Tarea asignada A: En el texto sobre la Biblia, ¿a qué clérigo le aconsejaba San Jerónimo leer a menudo las divinas Escrituras?
Tarea asignada B: Retoma el texto sobre la Biblia y continúalo a partir de su última oración.

Extracto de página:
__________

“La ignorancia de las Escrituras es la ignorancia de
Cristo” (San Jerónimo. Doctor Máximo de la Iglesia)
San
Jerónimo, a quien se debe La Vulgata, decía al clérigo Nepociano: “Lee a menudo
las divinas Escrituras, más aún, no se te caiga nunca de las manos la sagrada
lectura; aprende lo que debes enseñar…” Quizá lo hacía inspirado en su
conocimiento de que la sagrada escritura es carta otorgada por el Padre a los
hombres.
Los
oradores sagrados agradecen su fama a la familiaridad y piadosa meditación de
la Biblia, porque es rica en doctrina y “eterno
manantial de salvación”.
Muchos
siglos pasaron, de estar la Biblia, si se quiere, fuera del alcance de las
mayorías católicas cristianas.
Es
con el Concilio Vaticano II, de cuya apertura se están celebrando cincuenta
años (Juan XXIII lo convocó el 11 de octubre de 1962), que la Biblia se puso en
un puesto privilegiado y al alcance de todos, por obra de la Constitución Dei
Verbum, uno de los textos o documentos emanados del Concilio.

__________

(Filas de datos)

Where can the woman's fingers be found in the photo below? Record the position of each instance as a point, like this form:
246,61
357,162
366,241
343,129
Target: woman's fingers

__________

Respuesta esperada A: Al clérigo Nepociano.

Respuesta esperada B:
Indudablemente,
que, la Iglesia, como institución, en su misión, nunca estuvo ni estará alejada
de la Biblia. Su baluarte se apoya en los testimonios de los libros santos.
Tampoco lo han estado hombres como Jerónimo, Clemente de Roma, Ignacio de
Antioquía, Justino e Ireneo, en la antigüedad, ni otros, como los de épocas más
recientes, como san Bernardo, cuyos sermones tenían un indudable sabor bíblico.
Los
estudios de la Biblia no alejan de la fe, al contrario, la fortalecen. Nuestro
Santo Papa, Benedicto XVI, afirmó, recientemente, que hay que lograr una
educación renovada de la fe, y en nuestro criterio, ese cometido se logra
haciendo esos estudios.
Esos
estudios han de ir acompañados de una “hermenéutica correcta”, entiéndase bien,
por una correcta interpretación, acordes con la Tradición y Magisterio de la
Iglesia para ir al fondo de los textos sagrados y precisar el sentido original
de los mismos, porque la Biblia no puede ser leída a la ligera ni mucho menos
hacerle decir lo que no dice. Hay que seguir la práctica diaria de la Iglesia y
su método de interpretación.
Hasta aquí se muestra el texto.